— begin DATASET RECORDS —
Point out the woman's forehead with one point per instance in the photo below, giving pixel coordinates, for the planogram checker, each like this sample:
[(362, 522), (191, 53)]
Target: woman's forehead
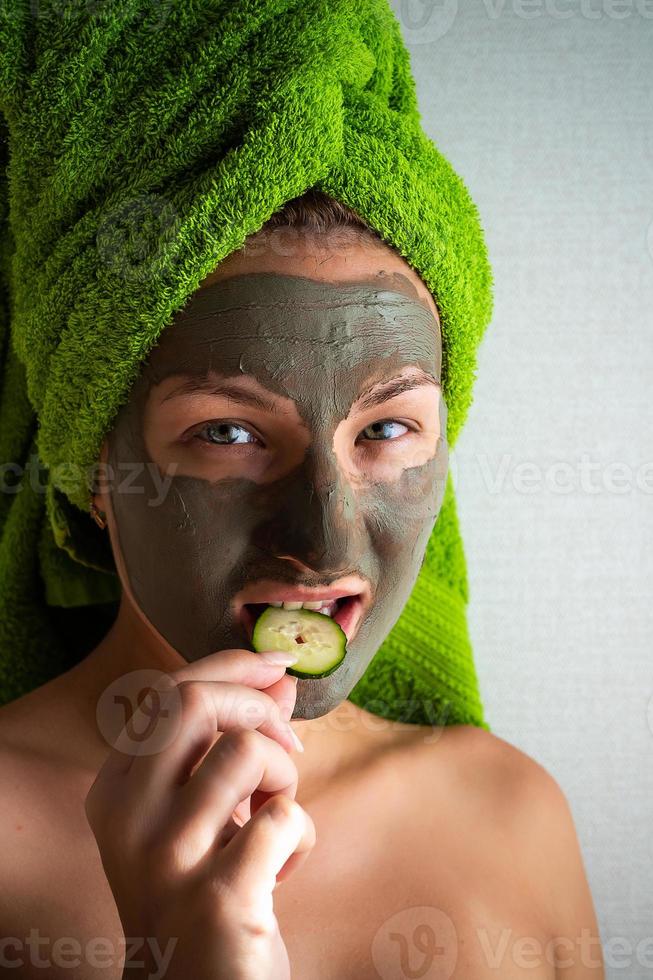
[(338, 259)]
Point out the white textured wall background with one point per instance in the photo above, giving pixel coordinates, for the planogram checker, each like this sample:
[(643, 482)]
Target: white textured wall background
[(545, 107)]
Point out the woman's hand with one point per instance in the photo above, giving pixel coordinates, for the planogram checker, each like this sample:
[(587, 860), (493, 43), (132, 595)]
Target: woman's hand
[(179, 866)]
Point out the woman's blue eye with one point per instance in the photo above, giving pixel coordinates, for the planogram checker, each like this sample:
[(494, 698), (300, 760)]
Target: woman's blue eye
[(218, 433), (217, 430), (382, 427)]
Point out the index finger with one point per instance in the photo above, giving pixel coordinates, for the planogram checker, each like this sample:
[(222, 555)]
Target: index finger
[(236, 666)]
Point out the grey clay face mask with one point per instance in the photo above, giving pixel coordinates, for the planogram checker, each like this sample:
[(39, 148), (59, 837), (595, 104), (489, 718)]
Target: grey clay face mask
[(334, 493)]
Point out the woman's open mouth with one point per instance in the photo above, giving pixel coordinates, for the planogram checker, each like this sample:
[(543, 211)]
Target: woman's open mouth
[(347, 612)]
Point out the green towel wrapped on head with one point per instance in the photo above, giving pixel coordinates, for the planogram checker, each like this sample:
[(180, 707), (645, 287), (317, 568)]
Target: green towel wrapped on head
[(141, 144)]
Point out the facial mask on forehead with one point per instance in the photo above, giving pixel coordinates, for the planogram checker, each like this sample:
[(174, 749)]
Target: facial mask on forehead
[(342, 491)]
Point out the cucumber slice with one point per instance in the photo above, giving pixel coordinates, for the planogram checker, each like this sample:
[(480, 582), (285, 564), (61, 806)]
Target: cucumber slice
[(318, 639)]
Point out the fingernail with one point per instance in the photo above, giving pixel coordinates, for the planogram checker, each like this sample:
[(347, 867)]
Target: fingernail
[(279, 657), (295, 738)]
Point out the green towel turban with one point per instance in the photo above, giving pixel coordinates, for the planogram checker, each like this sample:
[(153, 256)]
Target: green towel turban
[(141, 142)]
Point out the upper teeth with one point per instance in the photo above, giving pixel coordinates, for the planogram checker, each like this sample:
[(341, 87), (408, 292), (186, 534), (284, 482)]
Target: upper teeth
[(303, 605)]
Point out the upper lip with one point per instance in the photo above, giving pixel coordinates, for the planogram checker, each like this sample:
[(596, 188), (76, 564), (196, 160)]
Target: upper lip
[(269, 591)]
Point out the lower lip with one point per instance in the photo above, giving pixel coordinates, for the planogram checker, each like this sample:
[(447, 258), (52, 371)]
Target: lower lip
[(348, 618)]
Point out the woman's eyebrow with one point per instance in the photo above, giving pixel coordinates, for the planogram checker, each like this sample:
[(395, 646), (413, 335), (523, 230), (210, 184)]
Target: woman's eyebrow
[(380, 392)]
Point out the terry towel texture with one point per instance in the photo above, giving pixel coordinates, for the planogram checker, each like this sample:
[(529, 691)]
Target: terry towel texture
[(141, 142)]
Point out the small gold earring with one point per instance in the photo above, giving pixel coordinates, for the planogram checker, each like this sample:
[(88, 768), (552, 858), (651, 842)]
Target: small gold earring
[(99, 517)]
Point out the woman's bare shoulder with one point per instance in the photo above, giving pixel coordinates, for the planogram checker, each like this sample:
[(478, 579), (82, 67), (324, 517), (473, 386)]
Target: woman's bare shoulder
[(520, 805)]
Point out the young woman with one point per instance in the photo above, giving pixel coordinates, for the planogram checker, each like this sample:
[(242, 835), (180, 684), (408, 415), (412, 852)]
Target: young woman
[(205, 844)]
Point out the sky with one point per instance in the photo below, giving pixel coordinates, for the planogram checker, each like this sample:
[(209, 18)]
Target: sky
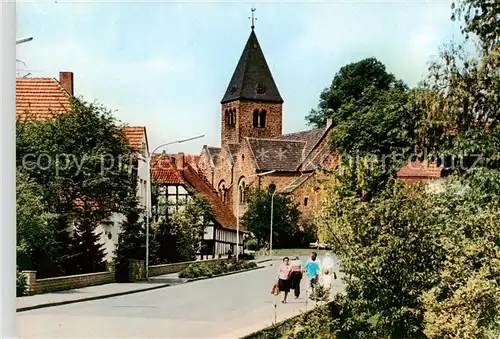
— end DATASET RECORDS —
» AIM:
Please collect every line above that contains the word "small" and copy each one in full.

» RESULT OF THIS EXERCISE:
Point out the small gold earring with one point per instance in the photo above, giving pixel coordinates, for the planogram checker, each like this sample:
Target: small gold earring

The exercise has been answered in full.